*Dataset extract*.
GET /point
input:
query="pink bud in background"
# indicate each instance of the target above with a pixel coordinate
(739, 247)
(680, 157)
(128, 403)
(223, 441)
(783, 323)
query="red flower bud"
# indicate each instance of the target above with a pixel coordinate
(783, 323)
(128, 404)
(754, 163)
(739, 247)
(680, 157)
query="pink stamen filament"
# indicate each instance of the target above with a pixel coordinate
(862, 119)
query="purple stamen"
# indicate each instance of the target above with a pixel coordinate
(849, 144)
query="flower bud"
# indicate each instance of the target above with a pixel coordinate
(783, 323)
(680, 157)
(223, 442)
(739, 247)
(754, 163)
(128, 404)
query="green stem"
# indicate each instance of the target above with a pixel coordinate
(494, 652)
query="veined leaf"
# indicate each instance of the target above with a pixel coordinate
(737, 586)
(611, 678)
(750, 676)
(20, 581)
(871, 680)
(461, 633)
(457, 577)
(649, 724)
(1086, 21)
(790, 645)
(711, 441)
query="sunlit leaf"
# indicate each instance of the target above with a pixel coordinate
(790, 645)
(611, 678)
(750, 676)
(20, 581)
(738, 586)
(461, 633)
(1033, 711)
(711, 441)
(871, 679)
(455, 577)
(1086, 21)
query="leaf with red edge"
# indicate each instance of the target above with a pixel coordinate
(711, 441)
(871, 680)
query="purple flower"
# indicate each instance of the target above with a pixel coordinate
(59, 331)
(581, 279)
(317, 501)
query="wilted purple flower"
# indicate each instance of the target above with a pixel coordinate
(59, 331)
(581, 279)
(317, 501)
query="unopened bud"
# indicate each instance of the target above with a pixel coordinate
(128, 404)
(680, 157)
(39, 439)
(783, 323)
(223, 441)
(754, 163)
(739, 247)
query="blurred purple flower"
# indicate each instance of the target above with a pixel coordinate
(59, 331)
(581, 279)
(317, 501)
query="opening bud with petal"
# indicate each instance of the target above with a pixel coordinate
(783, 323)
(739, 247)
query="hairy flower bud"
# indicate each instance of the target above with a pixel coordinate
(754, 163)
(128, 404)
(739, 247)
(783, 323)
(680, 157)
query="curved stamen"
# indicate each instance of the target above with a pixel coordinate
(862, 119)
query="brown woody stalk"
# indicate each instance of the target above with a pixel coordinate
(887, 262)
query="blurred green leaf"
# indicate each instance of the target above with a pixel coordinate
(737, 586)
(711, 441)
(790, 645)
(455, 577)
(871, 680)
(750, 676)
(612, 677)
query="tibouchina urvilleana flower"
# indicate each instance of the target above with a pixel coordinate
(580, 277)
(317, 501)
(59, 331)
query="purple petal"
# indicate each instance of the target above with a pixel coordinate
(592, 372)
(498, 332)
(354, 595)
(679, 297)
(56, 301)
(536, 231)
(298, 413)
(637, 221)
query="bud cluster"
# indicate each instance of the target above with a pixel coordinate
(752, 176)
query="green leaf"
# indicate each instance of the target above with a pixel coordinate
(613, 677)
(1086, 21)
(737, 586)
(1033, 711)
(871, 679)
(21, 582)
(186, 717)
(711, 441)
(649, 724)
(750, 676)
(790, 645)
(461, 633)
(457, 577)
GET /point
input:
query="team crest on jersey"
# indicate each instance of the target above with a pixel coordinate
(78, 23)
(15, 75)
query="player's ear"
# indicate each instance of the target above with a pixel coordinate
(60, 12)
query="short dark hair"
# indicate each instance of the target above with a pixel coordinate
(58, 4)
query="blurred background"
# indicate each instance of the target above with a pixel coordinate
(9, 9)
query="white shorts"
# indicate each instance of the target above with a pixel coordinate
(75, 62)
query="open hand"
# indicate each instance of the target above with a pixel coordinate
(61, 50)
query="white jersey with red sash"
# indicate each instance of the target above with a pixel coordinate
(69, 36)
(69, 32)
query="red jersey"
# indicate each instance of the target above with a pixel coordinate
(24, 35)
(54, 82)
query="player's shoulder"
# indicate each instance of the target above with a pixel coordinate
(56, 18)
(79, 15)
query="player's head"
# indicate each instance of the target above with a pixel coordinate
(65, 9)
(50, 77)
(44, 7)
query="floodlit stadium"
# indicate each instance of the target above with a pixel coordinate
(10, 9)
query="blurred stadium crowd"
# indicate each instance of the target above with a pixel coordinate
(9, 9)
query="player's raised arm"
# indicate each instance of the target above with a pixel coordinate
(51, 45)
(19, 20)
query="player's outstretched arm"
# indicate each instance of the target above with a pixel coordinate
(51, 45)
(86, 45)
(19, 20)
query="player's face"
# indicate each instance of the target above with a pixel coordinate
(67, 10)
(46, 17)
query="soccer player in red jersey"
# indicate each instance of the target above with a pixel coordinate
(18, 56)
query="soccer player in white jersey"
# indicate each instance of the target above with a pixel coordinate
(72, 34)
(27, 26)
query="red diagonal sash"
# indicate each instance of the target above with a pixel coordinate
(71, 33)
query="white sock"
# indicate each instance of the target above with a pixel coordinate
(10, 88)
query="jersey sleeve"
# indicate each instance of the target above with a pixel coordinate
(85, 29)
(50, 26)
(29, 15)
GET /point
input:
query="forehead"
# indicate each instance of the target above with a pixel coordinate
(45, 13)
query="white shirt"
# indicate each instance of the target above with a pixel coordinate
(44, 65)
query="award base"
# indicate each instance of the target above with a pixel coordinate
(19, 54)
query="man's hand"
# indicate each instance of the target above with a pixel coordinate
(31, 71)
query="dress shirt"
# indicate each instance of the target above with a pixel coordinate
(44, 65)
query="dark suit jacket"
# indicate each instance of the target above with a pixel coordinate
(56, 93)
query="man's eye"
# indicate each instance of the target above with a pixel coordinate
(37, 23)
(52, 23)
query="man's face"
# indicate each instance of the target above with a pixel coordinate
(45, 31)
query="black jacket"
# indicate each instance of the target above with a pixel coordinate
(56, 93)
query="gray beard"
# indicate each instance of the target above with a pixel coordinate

*Exercise goal*. Return all the data exactly as given.

*Result for this task*.
GET /point
input:
query="pink bud in background"
# indicate each instance of the target above with a pixel coordinate
(739, 247)
(680, 157)
(128, 403)
(223, 441)
(783, 323)
query="red flower bud"
# indicate each instance of the target above with a pixel coordinate
(783, 323)
(128, 404)
(754, 163)
(739, 247)
(680, 157)
query="pink stamen filament"
# indicate each instance of the target above with a pixel coordinate
(862, 119)
query="purple stamen"
# indicate each instance of the target above with a pixel coordinate
(849, 144)
query="flower bud"
# indicate each instance of the target above with a pixel coordinate
(783, 323)
(680, 157)
(223, 442)
(739, 247)
(754, 163)
(128, 404)
query="green stem"
# indicate each instance of the target above with a pixel coordinate
(494, 652)
query="veined leaf"
# indicate each instance of the target above with a pixel coordinate
(737, 586)
(611, 678)
(750, 676)
(20, 581)
(871, 680)
(461, 633)
(457, 577)
(649, 724)
(1086, 21)
(790, 645)
(711, 441)
query="sunlit leaf"
# indicate each instance of the target above with a pixel coordinate
(790, 645)
(611, 678)
(750, 676)
(20, 581)
(738, 586)
(461, 633)
(1033, 711)
(711, 441)
(871, 679)
(455, 577)
(1086, 21)
query="leaf with red edge"
# indicate each instance of the target above with a pixel coordinate
(711, 441)
(871, 680)
query="purple flower"
# indicate each instance of the target above with a pixel coordinate
(59, 331)
(581, 279)
(317, 501)
query="wilted purple flower"
# indicate each instance of the target above with a pixel coordinate
(59, 331)
(581, 279)
(317, 501)
query="unopened bud"
# indicate each instance of the target above with a pixel coordinate
(128, 404)
(680, 157)
(39, 439)
(783, 323)
(223, 441)
(754, 163)
(739, 247)
query="blurred purple flower"
# indicate each instance of the target above with a pixel coordinate
(59, 331)
(581, 279)
(317, 501)
query="opening bud with petal"
# indicate each instance of the target above with a pixel coordinate
(783, 323)
(739, 247)
query="hairy flower bud"
# indicate each instance of the target above with a pixel coordinate
(754, 163)
(128, 404)
(739, 247)
(783, 323)
(680, 157)
query="curved stamen"
# indicate each instance of the target above with a pixel coordinate
(862, 119)
query="brown woody stalk"
# indicate each instance of the target above with a pixel coordinate
(887, 262)
query="blurred green leaf"
# indicate each instance of the target above with a pixel coordinate
(737, 586)
(711, 441)
(790, 645)
(455, 577)
(871, 680)
(750, 676)
(612, 677)
query="tibouchina urvilleana flower"
# indicate each instance of the target above with a pixel coordinate
(580, 277)
(317, 501)
(59, 331)
query="purple petal"
# indicate each instance of the target above with a pixel coordinate
(592, 372)
(498, 332)
(354, 595)
(679, 297)
(56, 301)
(536, 231)
(298, 413)
(637, 221)
query="bud cluster"
# indicate each instance of the target above with a pixel coordinate
(752, 176)
query="green leaf"
# indicate each instance of the target above with a pixel coordinate
(613, 677)
(1086, 21)
(737, 586)
(1033, 711)
(871, 679)
(21, 582)
(186, 717)
(711, 441)
(649, 724)
(750, 676)
(790, 645)
(461, 633)
(457, 577)
GET /point
input:
query="team crest on jersey"
# indicate each instance of the target above with a pixel coordinate
(78, 23)
(15, 75)
query="player's ear"
# indicate each instance of the target above with a pixel coordinate
(60, 12)
query="short dark hair"
# indicate each instance of the target above with a pixel coordinate
(58, 4)
query="blurred background"
# indicate each instance of the target above with a pixel coordinate
(9, 9)
query="white shorts"
# indicate each instance of the target above with a pixel coordinate
(75, 62)
query="open hand"
# indicate each instance of the target above with a pixel coordinate
(61, 50)
query="white jersey with red sash"
# indicate each instance of the target above with a pixel coordinate
(69, 36)
(69, 32)
query="red jersey"
# indicate each instance of the target above with a pixel coordinate
(24, 35)
(54, 82)
query="player's shoulder"
# indicate each instance of the target above with a pixel coordinate
(56, 18)
(79, 15)
query="player's head"
# indicate each instance of the target above with a pixel coordinate
(65, 9)
(50, 77)
(44, 7)
query="floodlit stadium"
# indicate each instance of the target above with a pixel coordinate
(10, 9)
query="blurred stadium crowd"
# indicate each instance of the target above with a pixel coordinate
(9, 9)
query="player's raised arm"
# indicate each instance of the target above with a pixel coordinate
(51, 45)
(19, 20)
query="player's outstretched arm"
# indicate each instance of the target above with a pixel coordinate
(51, 45)
(86, 45)
(19, 20)
query="player's face"
# indicate each instance of the target above with a pixel coordinate
(67, 10)
(46, 17)
query="soccer player in red jersey"
# indicate each instance of the target above with a pixel coordinate
(18, 56)
query="soccer player in white jersey"
# indicate each instance of the target above with a pixel coordinate
(72, 34)
(27, 26)
query="red diagonal sash"
# indicate each instance of the target above with a pixel coordinate
(71, 33)
query="white sock"
# indicate each instance of the target above with a pixel coordinate
(10, 88)
query="jersey sleeve"
# indicate each instance of the target above with a pixel coordinate
(85, 29)
(50, 26)
(29, 15)
GET /point
input:
query="forehead"
# indicate each instance of the target above with a pixel coordinate
(45, 13)
query="white shirt"
# indicate each instance of the target above with a pixel coordinate
(44, 65)
query="award base"
# indicate each instance of the target above with a pixel coordinate
(19, 54)
query="man's hand"
# indicate each instance of the target above with a pixel coordinate
(31, 71)
query="dress shirt"
# indicate each instance of the target above with a pixel coordinate
(44, 65)
query="dark suit jacket"
# indicate each instance of the target above with a pixel coordinate
(56, 93)
query="man's eye"
# indicate each instance of the target above with a pixel coordinate
(37, 23)
(52, 23)
query="man's face"
# indicate each instance of the target above with a pixel coordinate
(45, 31)
query="black jacket"
# indicate each instance of the target above with a pixel coordinate
(56, 93)
query="gray beard"
# indicate each instance of the target above with a pixel coordinate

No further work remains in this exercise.